TASK TO COMPLETE
In the article below about the Sustainable WA wine label, which places have vineyard sustainability certifications that influenced the new standard?

PROVIDED TEXT
━━━━━━━━━━━━━━━━━━━━━━━━━━━━━━

First Washington wines made from sustainably grown grapes to hit stores this spring
Growers have harvested the first grapes under Washington’s new sustainability program, and wines with the new “Sustainable WA” label should hit store shelves this spring.
“We have had very long-term dedicated consumers of Washington wine that have expressed an interest in sustainability, and in all of agriculture, but certainly in the wines that they drink,” said Vicky Scharlau, executive director of the Washington Winegrowers Association.
To earn the label, grape growers must commit to sustainable vineyard practices, like using water efficiently and pruning grapevines to prevent disease. Or buying grapevines from an established plant laboratory to ensure the vines are tested for viruses, instead of just planting grapevines from a neighbor.
Participants must pass a third-party audit to meet the new standards. The first test of the program was done over the summer.
“We did the beta growers as the test, if you will, the first round, to make sure we had all the kinks worked out. And now this fall, we had 16 growers that actually went through the formal process,” said Scharlau.
Patrick Rawn of Two Mountain Winery in Zillah, Wash., went through the new program. He manages vineyard operations, while his brother, Matthew, handles the wine production. Patrick Rawn said one of the keys to the program is incremental improvement over time, which helps the vineyard’s resiliency.
“Forcing yourself to keep the records for the programs allows for annual measurement and benchmark improvement. Our sustainability journey has had a really positive impact on our business for these reasons,” he said.
Growers have to gather a lot of information about their growing process to fill out the self-assessment, which auditors then review. Approved wineries can stick the new label on the bottle.
Patrick Rawn said Two Mountain Winery will release its new 2022 riesling, sauvignon blanc and rosé in late February, and all of those wines will bear the new Sustainable WA label.
The program first began as a set of educational programs for grape growing and winemaking. In the program, vitners and growers can learn about business practices, marketing, pests and diseases that affect vines and grapes.
The Washington Wine Commission added the certification last summer, said Scharlau.
Adam Ramirez is a member of the Washington Wine Foundation Board. He uses market research like Nielsen to look at the trends for the industry and said consumers are asking for sustainable wines.
“It is also great in relation to the goals of the industry to be more focused on sustainability,” he said. “There are benefits to the environment and cost benefits, as well, when it comes to the conservation of resources such as water.”
The first grapes grown under the new sustainability guidelines are currently being processed into wine.
Scharlau said the standard for meeting the sustainable criteria has influence from other sustainability certifications for vineyards around the world in New York, California, Australia and New Zealand.
“It’s about being able to say, here we are; we’re Washington state; we’re sustainable. And we’ve got a third-party stamp to be able to provide a consumer that gives them confidence in that product, even more confidence than they had before,” said Scharlau.
Grape growers and winemakers interested in earning the sustainability label can apply to the program every February.

━━━━━━━━━━━━━━━━━━━━━━━━━━━━━━

[Point localization data]
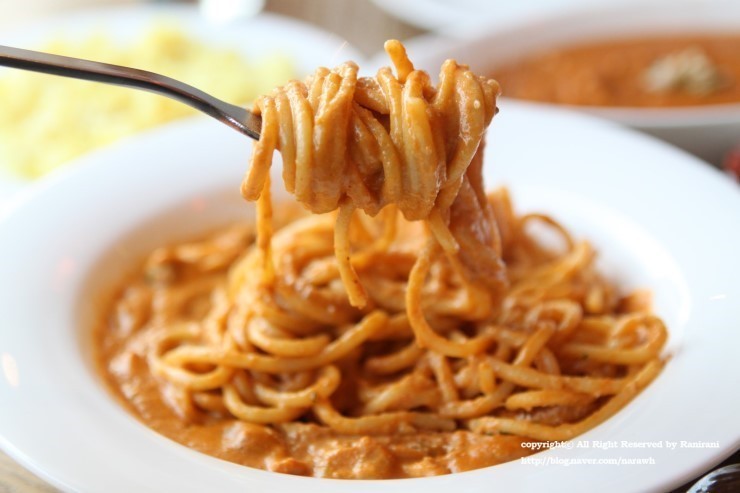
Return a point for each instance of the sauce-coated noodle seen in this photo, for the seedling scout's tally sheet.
(412, 325)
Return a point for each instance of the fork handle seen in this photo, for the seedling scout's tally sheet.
(235, 116)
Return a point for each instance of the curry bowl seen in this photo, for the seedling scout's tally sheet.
(708, 131)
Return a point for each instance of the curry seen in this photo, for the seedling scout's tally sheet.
(642, 72)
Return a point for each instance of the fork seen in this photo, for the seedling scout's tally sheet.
(236, 117)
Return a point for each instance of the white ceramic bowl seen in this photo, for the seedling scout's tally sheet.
(68, 239)
(708, 131)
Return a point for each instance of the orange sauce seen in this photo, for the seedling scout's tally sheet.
(613, 73)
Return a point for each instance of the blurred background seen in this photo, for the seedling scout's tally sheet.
(670, 68)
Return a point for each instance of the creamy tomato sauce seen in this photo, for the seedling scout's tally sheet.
(645, 72)
(301, 448)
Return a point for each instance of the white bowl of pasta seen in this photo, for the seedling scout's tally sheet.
(70, 241)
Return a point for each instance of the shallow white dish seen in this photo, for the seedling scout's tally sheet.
(257, 37)
(457, 17)
(659, 218)
(706, 131)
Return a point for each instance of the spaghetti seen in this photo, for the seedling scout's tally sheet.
(412, 325)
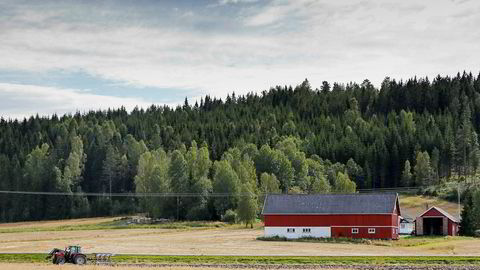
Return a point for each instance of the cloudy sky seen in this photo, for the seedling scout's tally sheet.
(67, 56)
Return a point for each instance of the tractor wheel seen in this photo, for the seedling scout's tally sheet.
(80, 260)
(60, 260)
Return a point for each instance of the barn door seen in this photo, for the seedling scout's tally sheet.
(419, 226)
(445, 226)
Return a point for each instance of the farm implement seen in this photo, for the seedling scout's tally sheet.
(73, 254)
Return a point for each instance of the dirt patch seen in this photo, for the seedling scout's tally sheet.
(214, 241)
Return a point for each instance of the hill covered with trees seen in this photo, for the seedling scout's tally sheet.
(335, 138)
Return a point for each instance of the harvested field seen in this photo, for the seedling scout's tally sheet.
(224, 241)
(55, 223)
(220, 267)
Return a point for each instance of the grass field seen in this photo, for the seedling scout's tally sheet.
(265, 260)
(25, 266)
(216, 238)
(413, 205)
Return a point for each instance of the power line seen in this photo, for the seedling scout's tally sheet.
(140, 195)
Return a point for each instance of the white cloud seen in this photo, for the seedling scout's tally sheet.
(281, 42)
(226, 2)
(18, 101)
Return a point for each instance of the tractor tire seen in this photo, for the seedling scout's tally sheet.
(80, 260)
(60, 260)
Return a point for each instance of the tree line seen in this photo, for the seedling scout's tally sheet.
(299, 139)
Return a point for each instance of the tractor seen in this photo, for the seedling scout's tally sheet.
(71, 254)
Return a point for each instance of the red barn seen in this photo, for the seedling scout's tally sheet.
(332, 215)
(436, 221)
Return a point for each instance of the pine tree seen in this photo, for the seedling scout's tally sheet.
(407, 174)
(247, 206)
(422, 169)
(467, 224)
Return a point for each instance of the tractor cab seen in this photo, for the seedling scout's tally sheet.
(73, 249)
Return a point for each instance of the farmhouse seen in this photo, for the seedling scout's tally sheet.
(407, 225)
(436, 221)
(332, 215)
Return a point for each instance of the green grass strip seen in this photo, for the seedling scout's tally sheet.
(331, 260)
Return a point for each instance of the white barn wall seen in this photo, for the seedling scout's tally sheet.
(316, 232)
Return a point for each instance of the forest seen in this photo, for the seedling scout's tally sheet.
(225, 155)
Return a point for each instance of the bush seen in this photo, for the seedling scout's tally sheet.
(230, 216)
(198, 213)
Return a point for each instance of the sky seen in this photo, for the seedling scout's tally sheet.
(68, 56)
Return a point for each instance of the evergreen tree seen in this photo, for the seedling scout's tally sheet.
(247, 206)
(406, 174)
(422, 169)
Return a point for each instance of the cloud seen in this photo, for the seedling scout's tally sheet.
(18, 101)
(218, 49)
(227, 2)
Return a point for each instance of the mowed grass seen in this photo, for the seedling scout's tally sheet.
(265, 260)
(415, 205)
(24, 266)
(116, 225)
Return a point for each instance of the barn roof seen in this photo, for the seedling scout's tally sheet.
(443, 212)
(365, 203)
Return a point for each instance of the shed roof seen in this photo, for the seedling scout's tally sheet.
(365, 203)
(443, 212)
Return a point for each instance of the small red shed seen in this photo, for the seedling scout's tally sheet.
(436, 221)
(332, 215)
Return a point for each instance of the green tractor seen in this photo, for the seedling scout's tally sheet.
(71, 254)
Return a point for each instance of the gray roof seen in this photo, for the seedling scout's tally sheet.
(445, 213)
(365, 203)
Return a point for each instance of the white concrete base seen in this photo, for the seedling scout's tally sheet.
(298, 232)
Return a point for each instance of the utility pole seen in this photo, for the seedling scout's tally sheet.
(177, 208)
(458, 196)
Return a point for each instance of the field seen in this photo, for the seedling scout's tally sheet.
(414, 206)
(177, 242)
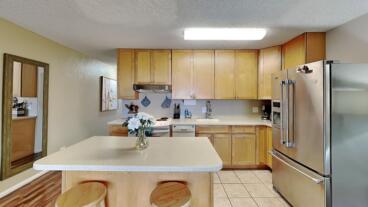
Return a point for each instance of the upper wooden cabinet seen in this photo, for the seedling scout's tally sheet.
(152, 66)
(224, 74)
(182, 74)
(142, 66)
(306, 48)
(269, 63)
(193, 74)
(125, 74)
(203, 74)
(161, 66)
(246, 74)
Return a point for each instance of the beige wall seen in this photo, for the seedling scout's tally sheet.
(74, 86)
(349, 42)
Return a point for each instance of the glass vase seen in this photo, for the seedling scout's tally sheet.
(142, 141)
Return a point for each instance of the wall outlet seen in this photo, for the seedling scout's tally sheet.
(204, 109)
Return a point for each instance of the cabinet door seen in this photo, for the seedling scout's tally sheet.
(224, 74)
(269, 147)
(161, 66)
(262, 145)
(29, 80)
(243, 149)
(204, 74)
(143, 66)
(269, 63)
(126, 74)
(182, 74)
(222, 145)
(246, 74)
(316, 46)
(294, 52)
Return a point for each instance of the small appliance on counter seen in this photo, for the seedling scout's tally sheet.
(187, 114)
(266, 112)
(176, 111)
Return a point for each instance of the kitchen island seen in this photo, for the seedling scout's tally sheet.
(131, 175)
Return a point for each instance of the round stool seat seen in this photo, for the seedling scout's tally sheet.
(171, 194)
(89, 194)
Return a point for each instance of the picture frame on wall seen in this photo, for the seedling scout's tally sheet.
(108, 94)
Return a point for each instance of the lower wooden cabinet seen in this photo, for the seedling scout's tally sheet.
(222, 145)
(237, 146)
(243, 147)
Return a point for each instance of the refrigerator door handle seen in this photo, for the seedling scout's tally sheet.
(290, 140)
(282, 83)
(315, 180)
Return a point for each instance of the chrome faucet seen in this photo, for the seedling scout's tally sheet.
(208, 110)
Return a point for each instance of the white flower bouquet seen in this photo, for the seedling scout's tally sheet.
(139, 123)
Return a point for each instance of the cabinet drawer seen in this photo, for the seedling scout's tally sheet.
(244, 129)
(213, 129)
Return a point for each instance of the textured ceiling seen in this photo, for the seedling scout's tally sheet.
(97, 27)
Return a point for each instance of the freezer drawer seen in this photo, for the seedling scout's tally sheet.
(300, 186)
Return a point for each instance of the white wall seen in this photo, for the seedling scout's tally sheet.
(349, 42)
(73, 88)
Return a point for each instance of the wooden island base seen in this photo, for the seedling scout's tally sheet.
(133, 189)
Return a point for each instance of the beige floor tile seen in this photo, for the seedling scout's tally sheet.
(259, 190)
(264, 175)
(242, 202)
(222, 202)
(284, 203)
(247, 176)
(228, 177)
(236, 190)
(274, 192)
(218, 191)
(268, 202)
(215, 178)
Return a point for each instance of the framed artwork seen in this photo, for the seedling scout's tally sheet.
(109, 94)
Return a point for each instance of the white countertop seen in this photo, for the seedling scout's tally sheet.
(106, 153)
(222, 120)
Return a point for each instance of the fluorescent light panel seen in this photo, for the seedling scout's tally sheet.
(224, 33)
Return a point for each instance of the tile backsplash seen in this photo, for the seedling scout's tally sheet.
(219, 107)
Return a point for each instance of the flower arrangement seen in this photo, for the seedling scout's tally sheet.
(141, 121)
(138, 125)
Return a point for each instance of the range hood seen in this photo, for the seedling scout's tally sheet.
(153, 88)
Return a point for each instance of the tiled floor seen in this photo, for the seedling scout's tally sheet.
(245, 188)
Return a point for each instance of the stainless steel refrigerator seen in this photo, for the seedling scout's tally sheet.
(320, 134)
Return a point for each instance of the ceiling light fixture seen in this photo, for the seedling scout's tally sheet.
(224, 33)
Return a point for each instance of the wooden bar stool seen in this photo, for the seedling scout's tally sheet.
(91, 194)
(171, 194)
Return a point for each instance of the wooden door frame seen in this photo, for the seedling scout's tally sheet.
(6, 147)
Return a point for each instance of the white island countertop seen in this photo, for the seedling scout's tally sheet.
(108, 153)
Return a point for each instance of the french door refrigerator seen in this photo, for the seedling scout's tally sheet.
(320, 134)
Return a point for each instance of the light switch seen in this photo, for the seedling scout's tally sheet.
(204, 109)
(255, 109)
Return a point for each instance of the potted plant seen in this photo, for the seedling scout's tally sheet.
(138, 125)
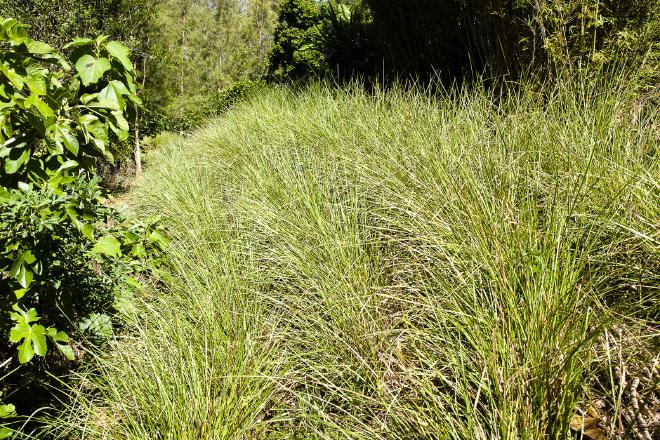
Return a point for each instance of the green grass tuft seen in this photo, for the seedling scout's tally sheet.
(347, 265)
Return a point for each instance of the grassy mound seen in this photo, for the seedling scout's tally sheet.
(395, 266)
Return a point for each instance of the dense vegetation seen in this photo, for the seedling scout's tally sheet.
(394, 266)
(358, 219)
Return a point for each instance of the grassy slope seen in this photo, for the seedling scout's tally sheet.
(390, 267)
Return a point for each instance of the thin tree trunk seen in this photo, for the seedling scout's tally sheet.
(137, 154)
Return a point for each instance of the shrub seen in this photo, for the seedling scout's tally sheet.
(65, 258)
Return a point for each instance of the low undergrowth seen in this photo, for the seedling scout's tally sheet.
(346, 265)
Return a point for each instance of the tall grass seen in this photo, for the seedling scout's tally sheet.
(347, 265)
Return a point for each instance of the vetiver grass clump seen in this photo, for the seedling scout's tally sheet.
(346, 265)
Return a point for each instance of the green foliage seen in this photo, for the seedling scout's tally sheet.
(214, 104)
(51, 119)
(198, 47)
(393, 265)
(64, 256)
(458, 39)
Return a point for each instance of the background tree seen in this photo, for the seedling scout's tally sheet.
(200, 47)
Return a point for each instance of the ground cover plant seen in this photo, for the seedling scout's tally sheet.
(65, 257)
(396, 265)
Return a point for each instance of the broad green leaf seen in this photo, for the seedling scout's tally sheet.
(61, 341)
(36, 79)
(38, 47)
(64, 136)
(98, 132)
(78, 41)
(92, 69)
(87, 231)
(97, 324)
(25, 276)
(36, 102)
(110, 98)
(107, 245)
(121, 53)
(66, 350)
(13, 165)
(7, 411)
(20, 293)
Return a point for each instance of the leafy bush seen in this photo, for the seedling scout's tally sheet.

━━━━━━━━━━━━━━━━━━━━━━━━━━━━━━

RESPONSE TO THE EXERCISE
New York, California, Australia and New Zealand.